Records for the task: Begin

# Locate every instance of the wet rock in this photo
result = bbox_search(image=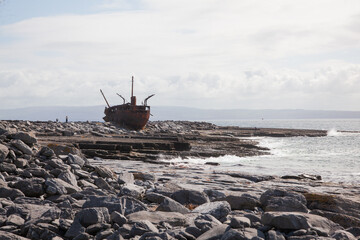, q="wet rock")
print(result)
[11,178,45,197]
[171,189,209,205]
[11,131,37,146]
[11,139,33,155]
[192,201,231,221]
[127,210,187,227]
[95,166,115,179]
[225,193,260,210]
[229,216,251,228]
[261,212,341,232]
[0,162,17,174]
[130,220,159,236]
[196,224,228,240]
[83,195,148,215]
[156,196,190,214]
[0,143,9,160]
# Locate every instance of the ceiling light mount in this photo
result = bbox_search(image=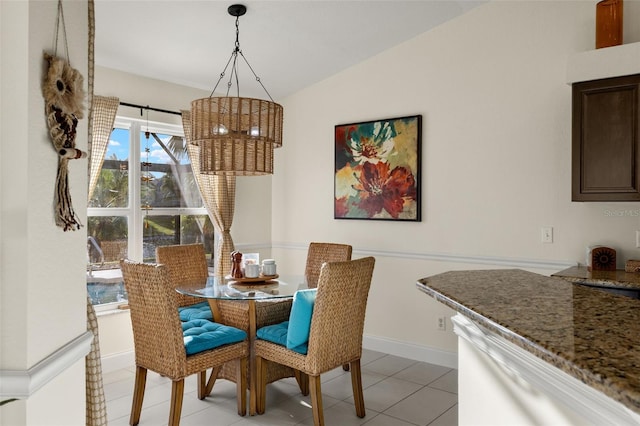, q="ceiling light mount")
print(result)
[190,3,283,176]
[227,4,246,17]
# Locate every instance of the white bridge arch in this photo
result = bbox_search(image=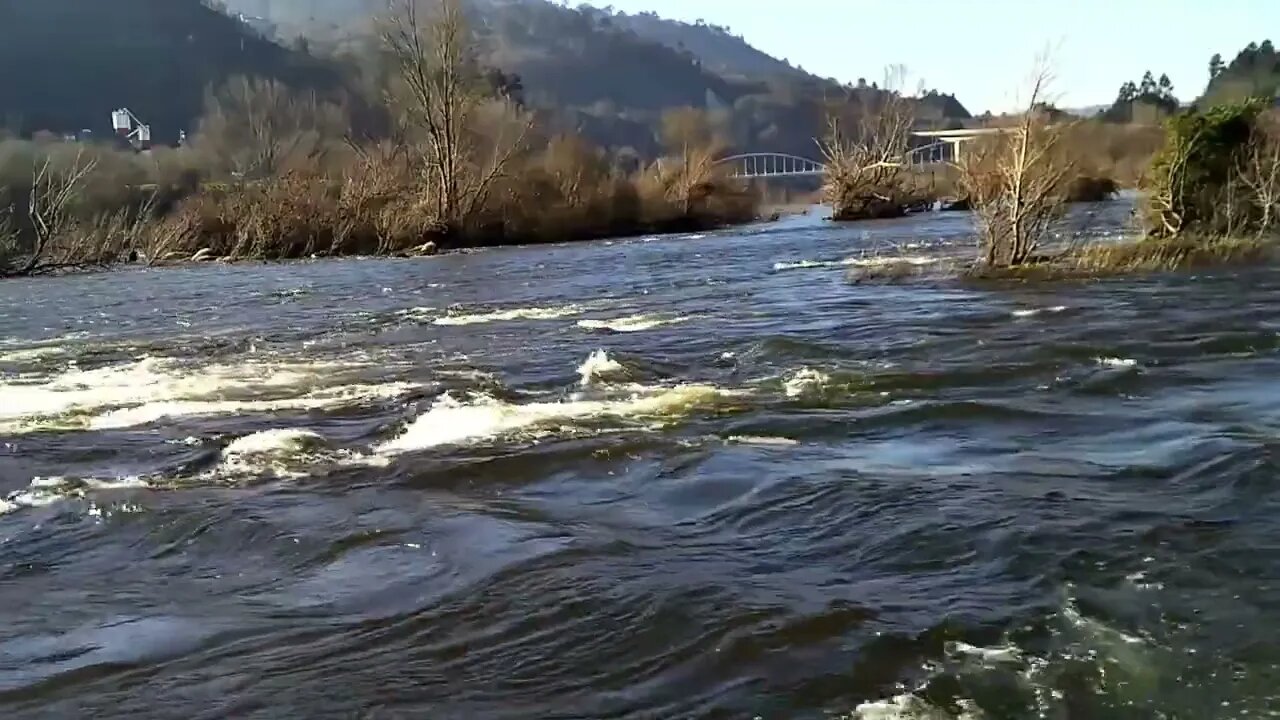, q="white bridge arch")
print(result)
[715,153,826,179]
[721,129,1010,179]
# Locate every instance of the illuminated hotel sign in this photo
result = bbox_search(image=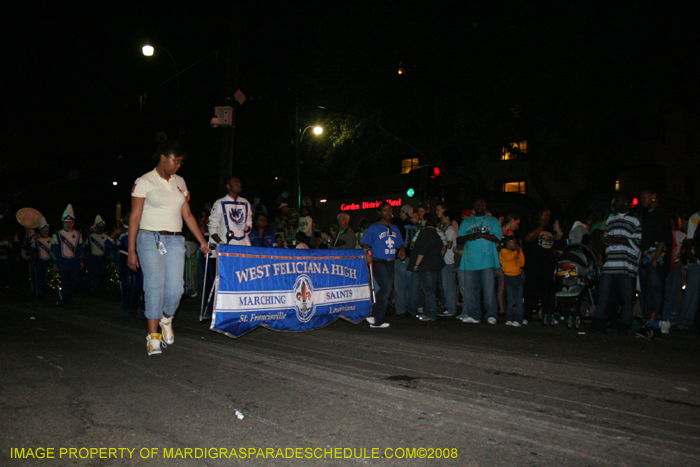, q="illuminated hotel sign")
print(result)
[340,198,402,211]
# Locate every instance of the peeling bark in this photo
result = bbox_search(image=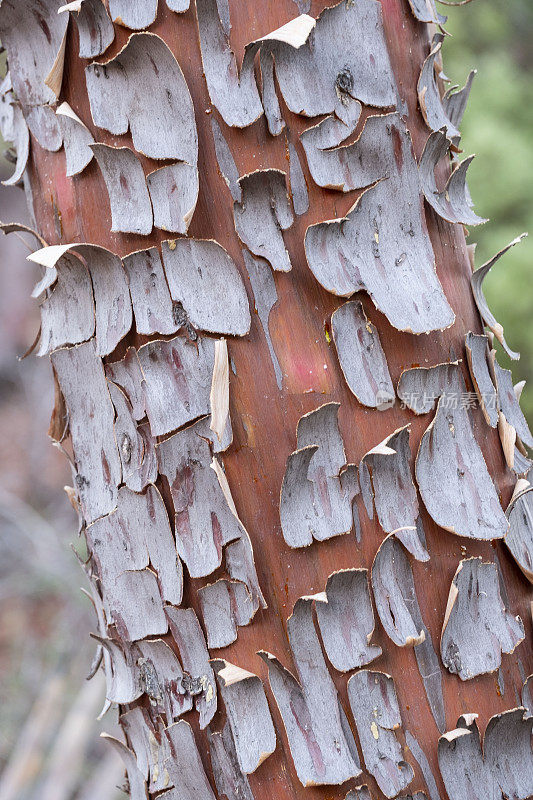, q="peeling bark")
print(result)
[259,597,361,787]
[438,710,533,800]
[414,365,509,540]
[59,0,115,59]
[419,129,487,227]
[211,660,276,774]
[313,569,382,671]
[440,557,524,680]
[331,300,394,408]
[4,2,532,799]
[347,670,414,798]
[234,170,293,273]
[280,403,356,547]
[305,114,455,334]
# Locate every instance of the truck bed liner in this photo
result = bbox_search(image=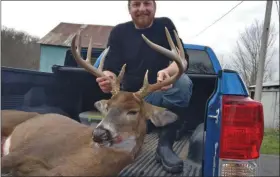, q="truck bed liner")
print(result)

Records for the task: End

Task description: From the entries above, copy every line where the word "instance" shows up.

Solution for this task:
# Locate every instance of the wet rock in this photo
# Locate every instance of the ceiling light mount in this photo
# Locate every instance of the white bridge arch in this photo
# Locate every instance of the illuminated hotel sign in this photo
# Locate every instance of the peeling bark in this photo
# Locate every instance of the truck bed liner in this photo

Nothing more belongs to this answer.